▸ Aim
Reproduce the lines of the material below, from the line containing "hardware? Indicate one point per instance." through the end of the material, both ends included and requests kept. Scale every point coordinate in the answers by 2.15, rounding to whole numbers with halves going up.

▸ Record list
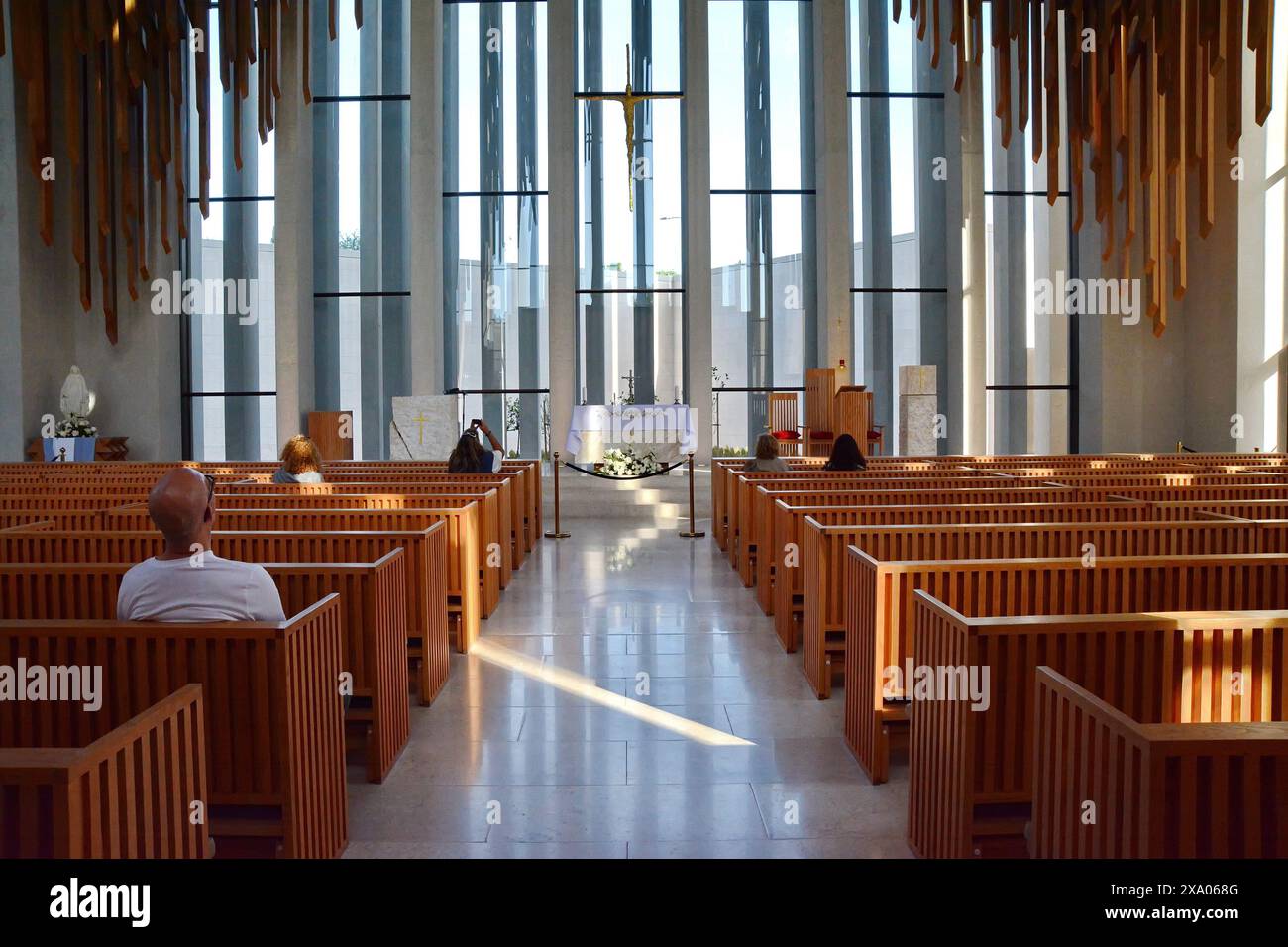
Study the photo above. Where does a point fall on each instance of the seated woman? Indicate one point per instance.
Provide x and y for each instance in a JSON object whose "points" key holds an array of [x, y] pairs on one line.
{"points": [[300, 463], [846, 455], [471, 457], [767, 459]]}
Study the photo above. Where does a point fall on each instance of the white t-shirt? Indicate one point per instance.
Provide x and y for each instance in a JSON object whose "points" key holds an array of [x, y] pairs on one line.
{"points": [[179, 590]]}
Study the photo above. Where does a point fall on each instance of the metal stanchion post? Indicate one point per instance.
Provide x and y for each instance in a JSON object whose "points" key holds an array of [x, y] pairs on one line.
{"points": [[557, 534], [692, 534]]}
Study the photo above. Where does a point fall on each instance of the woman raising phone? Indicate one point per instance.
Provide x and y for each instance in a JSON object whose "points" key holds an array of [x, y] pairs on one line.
{"points": [[471, 457]]}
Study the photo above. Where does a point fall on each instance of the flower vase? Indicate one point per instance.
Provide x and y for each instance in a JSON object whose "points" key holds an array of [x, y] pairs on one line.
{"points": [[69, 449]]}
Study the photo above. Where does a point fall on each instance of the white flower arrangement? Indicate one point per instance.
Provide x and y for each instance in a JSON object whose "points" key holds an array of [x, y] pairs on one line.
{"points": [[626, 463], [75, 425]]}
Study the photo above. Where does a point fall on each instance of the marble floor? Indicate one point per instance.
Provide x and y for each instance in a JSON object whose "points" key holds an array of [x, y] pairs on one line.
{"points": [[627, 698]]}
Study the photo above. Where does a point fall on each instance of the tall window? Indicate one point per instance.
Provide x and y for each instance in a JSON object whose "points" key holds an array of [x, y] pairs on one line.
{"points": [[1029, 390], [230, 361], [901, 187], [630, 307], [494, 248], [361, 155], [764, 308], [1275, 249]]}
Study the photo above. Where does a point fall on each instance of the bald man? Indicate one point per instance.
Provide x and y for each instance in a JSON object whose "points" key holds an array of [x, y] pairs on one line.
{"points": [[187, 581]]}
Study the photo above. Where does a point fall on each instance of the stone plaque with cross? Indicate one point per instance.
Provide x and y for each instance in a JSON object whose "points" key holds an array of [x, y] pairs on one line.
{"points": [[424, 427]]}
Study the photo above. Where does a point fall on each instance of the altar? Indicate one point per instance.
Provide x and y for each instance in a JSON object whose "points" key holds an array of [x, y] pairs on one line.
{"points": [[665, 429]]}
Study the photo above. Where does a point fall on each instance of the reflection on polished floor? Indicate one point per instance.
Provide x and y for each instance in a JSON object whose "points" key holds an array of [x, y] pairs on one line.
{"points": [[627, 699]]}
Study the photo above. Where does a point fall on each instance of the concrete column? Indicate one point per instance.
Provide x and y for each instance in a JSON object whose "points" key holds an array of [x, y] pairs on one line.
{"points": [[292, 261], [14, 418], [875, 223], [425, 198], [697, 222], [832, 179], [1262, 359], [974, 296], [562, 136]]}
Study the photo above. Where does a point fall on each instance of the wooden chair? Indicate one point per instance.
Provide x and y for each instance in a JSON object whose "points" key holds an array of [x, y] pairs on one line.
{"points": [[819, 394], [853, 414], [785, 423], [60, 784]]}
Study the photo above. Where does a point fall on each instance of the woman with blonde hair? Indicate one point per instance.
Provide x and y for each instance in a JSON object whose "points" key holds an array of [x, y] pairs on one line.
{"points": [[767, 459], [300, 462]]}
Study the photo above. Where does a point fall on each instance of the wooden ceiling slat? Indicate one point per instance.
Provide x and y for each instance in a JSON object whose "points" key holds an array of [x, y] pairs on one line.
{"points": [[1145, 141], [124, 105]]}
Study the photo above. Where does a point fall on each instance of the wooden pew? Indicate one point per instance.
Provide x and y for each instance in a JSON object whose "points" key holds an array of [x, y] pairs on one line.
{"points": [[485, 577], [509, 532], [881, 612], [742, 545], [1241, 509], [373, 598], [772, 536], [1146, 781], [510, 513], [63, 518], [60, 785], [787, 590], [823, 561], [1232, 492], [755, 505], [430, 594], [971, 761], [274, 728]]}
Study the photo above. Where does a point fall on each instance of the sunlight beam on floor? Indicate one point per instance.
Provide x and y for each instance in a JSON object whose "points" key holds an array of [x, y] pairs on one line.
{"points": [[580, 685]]}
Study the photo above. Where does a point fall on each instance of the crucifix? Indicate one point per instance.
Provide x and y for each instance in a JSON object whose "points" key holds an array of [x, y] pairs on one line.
{"points": [[629, 99], [420, 423]]}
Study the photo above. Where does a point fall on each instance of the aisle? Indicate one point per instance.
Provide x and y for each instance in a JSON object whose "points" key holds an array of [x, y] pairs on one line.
{"points": [[541, 746]]}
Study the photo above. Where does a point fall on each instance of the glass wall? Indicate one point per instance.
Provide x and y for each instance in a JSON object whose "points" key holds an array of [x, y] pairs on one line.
{"points": [[900, 211], [764, 305], [226, 302], [1026, 247], [630, 311], [494, 248], [361, 106]]}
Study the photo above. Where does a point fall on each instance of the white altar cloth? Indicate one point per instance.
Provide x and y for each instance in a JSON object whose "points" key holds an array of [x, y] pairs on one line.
{"points": [[665, 429]]}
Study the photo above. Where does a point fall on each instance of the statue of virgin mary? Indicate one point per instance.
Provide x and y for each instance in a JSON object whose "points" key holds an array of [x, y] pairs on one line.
{"points": [[76, 398]]}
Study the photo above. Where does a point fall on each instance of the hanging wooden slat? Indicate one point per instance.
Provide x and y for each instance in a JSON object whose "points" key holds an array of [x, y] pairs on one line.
{"points": [[1147, 144], [123, 112]]}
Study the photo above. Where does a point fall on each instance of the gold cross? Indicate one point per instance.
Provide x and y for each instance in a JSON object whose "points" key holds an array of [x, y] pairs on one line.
{"points": [[629, 99]]}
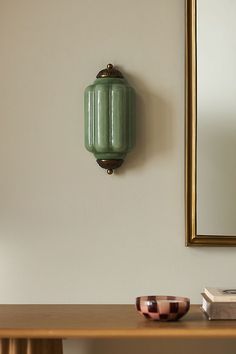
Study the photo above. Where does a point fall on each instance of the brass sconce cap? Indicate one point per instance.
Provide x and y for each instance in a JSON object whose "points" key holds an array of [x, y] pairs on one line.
{"points": [[110, 165], [110, 71]]}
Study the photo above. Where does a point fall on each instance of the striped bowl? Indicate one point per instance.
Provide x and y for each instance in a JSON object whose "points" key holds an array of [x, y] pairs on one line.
{"points": [[162, 308]]}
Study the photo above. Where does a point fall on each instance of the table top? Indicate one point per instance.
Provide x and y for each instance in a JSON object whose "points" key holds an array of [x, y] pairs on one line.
{"points": [[104, 321]]}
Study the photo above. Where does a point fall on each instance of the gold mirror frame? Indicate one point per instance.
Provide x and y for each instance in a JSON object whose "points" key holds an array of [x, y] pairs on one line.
{"points": [[192, 238]]}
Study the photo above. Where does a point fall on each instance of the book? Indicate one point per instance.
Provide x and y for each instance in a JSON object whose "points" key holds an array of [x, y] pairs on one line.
{"points": [[218, 310], [221, 294]]}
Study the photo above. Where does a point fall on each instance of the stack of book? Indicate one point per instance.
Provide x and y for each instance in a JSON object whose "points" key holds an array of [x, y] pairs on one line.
{"points": [[219, 303]]}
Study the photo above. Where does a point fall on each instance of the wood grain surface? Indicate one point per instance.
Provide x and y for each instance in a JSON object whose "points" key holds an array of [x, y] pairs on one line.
{"points": [[104, 321]]}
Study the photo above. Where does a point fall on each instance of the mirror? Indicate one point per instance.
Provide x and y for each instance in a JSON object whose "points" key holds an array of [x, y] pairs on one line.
{"points": [[210, 122]]}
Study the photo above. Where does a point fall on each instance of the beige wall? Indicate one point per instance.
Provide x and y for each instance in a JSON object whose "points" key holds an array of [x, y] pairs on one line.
{"points": [[70, 233]]}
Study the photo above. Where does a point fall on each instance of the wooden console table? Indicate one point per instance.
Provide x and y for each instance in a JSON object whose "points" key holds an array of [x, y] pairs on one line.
{"points": [[103, 321]]}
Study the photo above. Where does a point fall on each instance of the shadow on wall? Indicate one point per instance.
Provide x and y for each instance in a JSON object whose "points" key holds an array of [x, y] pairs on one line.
{"points": [[150, 346], [153, 126]]}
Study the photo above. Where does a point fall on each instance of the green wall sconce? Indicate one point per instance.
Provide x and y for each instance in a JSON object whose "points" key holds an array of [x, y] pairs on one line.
{"points": [[109, 118]]}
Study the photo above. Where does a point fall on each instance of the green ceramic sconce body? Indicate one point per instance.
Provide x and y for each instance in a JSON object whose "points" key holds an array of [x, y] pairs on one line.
{"points": [[109, 118]]}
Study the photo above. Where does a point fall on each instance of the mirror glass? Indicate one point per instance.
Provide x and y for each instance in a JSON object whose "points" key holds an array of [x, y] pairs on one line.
{"points": [[216, 117]]}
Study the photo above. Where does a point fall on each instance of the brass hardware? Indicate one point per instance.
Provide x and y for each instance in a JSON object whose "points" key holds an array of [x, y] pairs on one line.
{"points": [[110, 71], [110, 165]]}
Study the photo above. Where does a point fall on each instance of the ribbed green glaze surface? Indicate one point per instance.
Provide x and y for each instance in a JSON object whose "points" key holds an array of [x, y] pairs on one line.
{"points": [[109, 118]]}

▸ Answer
Study the photo above. Where does a point fall on each instance of the brass hardware? Indicate one point per instance.
Provide x and y for each instance in a JSON object whose "points" key holds an array of [x, y] pairs on one line.
{"points": [[237, 153], [237, 355]]}
Study the photo above. Where does a point fall on each instance of the ribbed green glaze surface? Indicate one point per instance.
Provide x and y for each instance in a JSON object whose "points" key holds an array of [x, y] pairs on one line.
{"points": [[234, 254]]}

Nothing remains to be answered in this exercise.